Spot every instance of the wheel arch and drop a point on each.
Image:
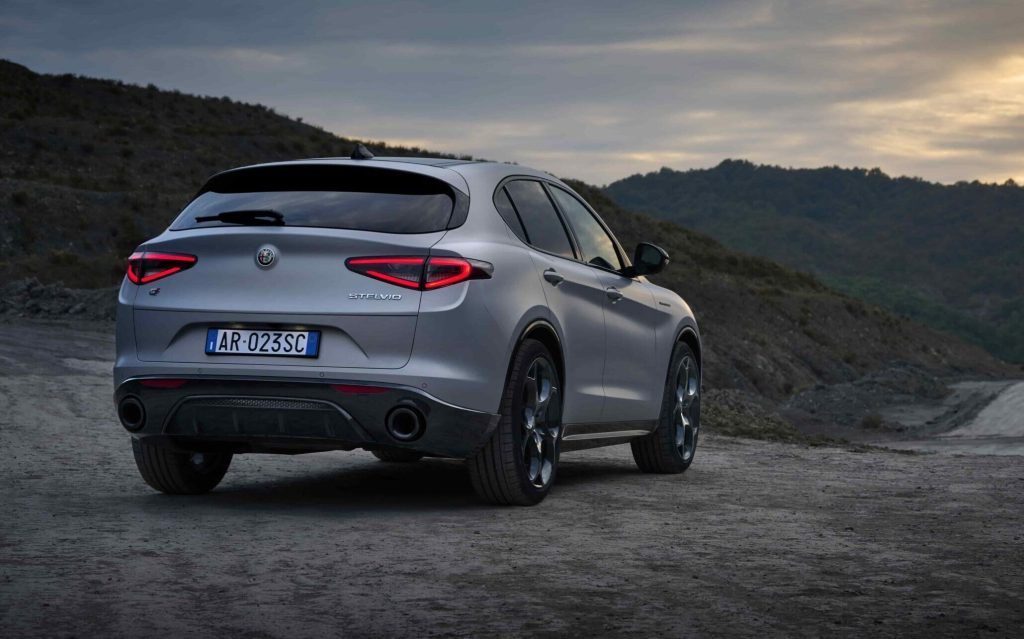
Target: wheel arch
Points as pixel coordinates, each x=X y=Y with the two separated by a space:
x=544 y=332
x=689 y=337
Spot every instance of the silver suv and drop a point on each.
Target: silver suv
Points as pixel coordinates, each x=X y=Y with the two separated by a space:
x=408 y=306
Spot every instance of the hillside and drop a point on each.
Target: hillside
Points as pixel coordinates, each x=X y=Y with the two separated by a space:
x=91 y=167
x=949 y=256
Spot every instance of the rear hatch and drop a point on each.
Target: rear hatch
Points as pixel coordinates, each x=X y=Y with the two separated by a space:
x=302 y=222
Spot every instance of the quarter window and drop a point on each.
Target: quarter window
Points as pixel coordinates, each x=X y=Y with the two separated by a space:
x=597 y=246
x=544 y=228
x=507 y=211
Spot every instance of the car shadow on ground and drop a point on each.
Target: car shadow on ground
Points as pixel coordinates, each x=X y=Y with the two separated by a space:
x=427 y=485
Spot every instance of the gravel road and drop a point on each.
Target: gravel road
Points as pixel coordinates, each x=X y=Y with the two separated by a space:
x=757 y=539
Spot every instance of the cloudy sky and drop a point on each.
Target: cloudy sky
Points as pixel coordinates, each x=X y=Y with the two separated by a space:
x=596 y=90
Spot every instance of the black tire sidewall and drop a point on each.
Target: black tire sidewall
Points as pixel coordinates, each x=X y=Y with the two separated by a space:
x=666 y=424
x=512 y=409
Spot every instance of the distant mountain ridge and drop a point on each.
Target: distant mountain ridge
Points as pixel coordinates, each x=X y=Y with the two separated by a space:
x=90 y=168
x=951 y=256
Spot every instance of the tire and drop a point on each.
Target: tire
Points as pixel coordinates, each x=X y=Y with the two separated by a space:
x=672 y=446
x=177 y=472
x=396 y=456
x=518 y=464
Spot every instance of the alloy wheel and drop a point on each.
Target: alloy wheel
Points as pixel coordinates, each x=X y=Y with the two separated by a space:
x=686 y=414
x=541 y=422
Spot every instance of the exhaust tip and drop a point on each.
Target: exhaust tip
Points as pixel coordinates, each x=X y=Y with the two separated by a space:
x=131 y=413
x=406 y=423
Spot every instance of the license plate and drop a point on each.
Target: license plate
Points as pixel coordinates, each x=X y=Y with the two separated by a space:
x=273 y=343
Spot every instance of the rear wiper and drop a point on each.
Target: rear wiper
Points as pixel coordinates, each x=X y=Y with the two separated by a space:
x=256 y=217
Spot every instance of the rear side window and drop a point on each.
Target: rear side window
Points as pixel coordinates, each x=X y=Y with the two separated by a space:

◆ **Goal of the exercise**:
Please copy word for word the stretch of the items above from the line containing "Spot every instance of the exhaust" through the end of the items.

◆ **Solution for this problem**:
Spot every instance of the exhaust tip and drop a point on each.
Target: exhaust tip
Points as pixel coordinates, each x=X y=Y with the two separated by a space:
x=131 y=413
x=406 y=423
Spot every instance of the license plate and drop a point on each.
Target: license plate
Points as pixel coordinates, each x=X y=Y with the two separated by a space:
x=273 y=343
Spot every instance of the rear wiper and drop a point on each.
Target: rear wiper
Points as pixel coordinates, each x=X y=Y with the two separated by a space:
x=256 y=217
Spot every instance of the rear side window and drop a point on each.
Target: rear side window
Points as pixel coordinates, each x=X y=Y with the two separated by a space:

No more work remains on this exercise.